Excerto citado>
O verdadeiro líder de proximidade é aquele que consegue atuar como um mentor e dar apoio psicossocial (mais emocional, ajudando nas relações dentro do trabalho), ao mesmo tempo que apoio vocacional (que consegue ver o caminho para a carreira do seu funcionário), explica Paulo Leitão. Conseguindo perceber o que o líder está a fazer para que se desenvolva enquanto profissional, o trabalhador sentir-se-á mais motivado. Para o recruitment solutions consultant, esta é a diferença principal que a liderança consegue ter sendo mais próxima pois, apesar de atingir “resultados de forma mais lenta”, “constrói a pessoa e constrói a equipa ao mesmo tempo“.
Para Raquel Oliveira, “mais do que o papel do líder em perceber o potencial e as capacidades de cada um, é importante que ele esteja presente perante este processo de mudança [que está a ocorrer com a automação], porque o líder tem mais predisposição a enfrentar a mudança e um liderado é mais resistente”, refere. Para a psicóloga, o papel do líder próximo irá passar, cada vez mais, pela capacitação e supervisão dos liderados.

Dados fornecidos>
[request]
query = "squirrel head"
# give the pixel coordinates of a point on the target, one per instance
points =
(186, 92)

Enunciado da tarefa A> Resuma em duas frases o excerto sobre a liderança de proximidade.
Enunciado da tarefa B> Indique, por favor, a razão apontada por Raquel Oliveira, no excerto sobre a liderança de proximidade, para ser importante que o líder esteja presente no processo de mudança.
Enunciado da tarefa C> Prossiga o excerto sobre a liderança de proximidade a partir do ponto em que termina.
Estes dados não têm qualquer relação com o excerto sobre a liderança de proximidade.

Resultado do exercício A> Segundo Paulo Leitão, o verdadeiro líder de proximidade atua como mentor, dando apoio psicossocial e vocacional, o que deixa o trabalhador mais motivado e, embora atinja resultados de forma mais lenta, constrói a pessoa e a equipa ao mesmo tempo. Para a psicóloga Raquel Oliveira, é importante que o líder esteja presente no processo de mudança que está a ocorrer com a automação, e o seu papel passará cada vez mais pela capacitação e supervisão dos liderados.

Resultado do exercício B> Porque o líder tem mais predisposição para enfrentar a mudança e o liderado é mais resistente.

Resultado do exercício C>
A Xerox passou pelo desafio de automação de algumas funções. Assim, para evitar que a sua equipa e as funções que desempenha fiquem obsoletas, André implementou um momento de partilha de conhecimento e de novas tecnologias todas as semanas. “Isso permite-nos manter atualizados, permite perceber o ecossistema tecnológico onde estamos inseridos e fazer planos mais ajustados à realidade com os nossos parceiros de negócio. (…) A ferramenta mais eficaz é mantermo-nos atualizados e termos uma atitude de aprendizagem continua“, sugere.
No fundo, como reforça Paulo Leitão, “cada vez mais vamos ter de investir naquilo que nos torna diferentes (…). Isso significa que temos de conseguir pensar. Neste período de automação de funções que vivemos, as pessoas deverão passar a ter uma visão critica sobre o que as rodeia para destacar”.
Não existe uma fórmula mágica para a liderança.
“Os líderes ficam perdidos porque não sabem como reagir e como agir em relação aos novos liderados, porque ainda estamos todos à procura de alguma coisa e ainda não estamos preparados, não existe uma formula mágica para a liderança”, afirma Michaël.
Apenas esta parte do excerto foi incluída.